§ INSTRUCTIONS FOR THE TASK
Pictures do not belong in the copy. Return all of the entries exactly.

-- start STORED DATA --

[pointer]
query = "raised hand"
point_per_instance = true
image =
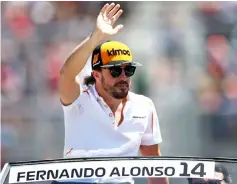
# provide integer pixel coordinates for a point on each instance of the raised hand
(106, 19)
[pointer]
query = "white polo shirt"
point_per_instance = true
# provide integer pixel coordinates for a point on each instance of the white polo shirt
(92, 131)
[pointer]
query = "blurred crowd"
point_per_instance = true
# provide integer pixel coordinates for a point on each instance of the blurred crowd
(189, 50)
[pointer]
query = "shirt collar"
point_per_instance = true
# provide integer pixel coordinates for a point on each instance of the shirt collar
(99, 98)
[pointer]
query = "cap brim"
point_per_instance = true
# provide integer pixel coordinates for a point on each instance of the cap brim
(120, 63)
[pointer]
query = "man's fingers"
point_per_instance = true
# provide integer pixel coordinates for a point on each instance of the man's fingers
(113, 11)
(104, 8)
(109, 8)
(116, 16)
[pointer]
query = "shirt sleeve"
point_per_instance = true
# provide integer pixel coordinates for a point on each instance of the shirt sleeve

-- end STORED DATA --

§ CORRECT ANSWER
[pointer]
query = "raised hand"
point_per_instance = true
image =
# provide integer pixel coordinates for a point on each instance of the raised hand
(106, 19)
[pointer]
query = "white polo shirt"
point_per_instance = true
# provide integer pixel coordinates for a point on each instance of the white polo shirt
(92, 131)
[pointer]
query = "blurred crowd"
point_per_instance = true
# provide integer pixel coordinates for a point on each instance of the blurred crowd
(189, 50)
[pointer]
query = "shirt collar"
point_per_instance = true
# provide integer pixel coordinates for a point on each instance of the shirt collar
(99, 98)
[pointer]
query = "cap brim"
point_per_instance = true
# provide integer pixel coordinates for a point on each instance of the cap brim
(120, 63)
[pointer]
query = "man's fingers"
point_per_instance = true
# provide integer pixel coordinates for a point on each instance of the man's fingers
(113, 11)
(104, 8)
(109, 8)
(116, 16)
[pointer]
query = "shirt sleeve"
point_per_instance = true
# provide integer pixel coordinates for a point on each instance of the shirt sleeve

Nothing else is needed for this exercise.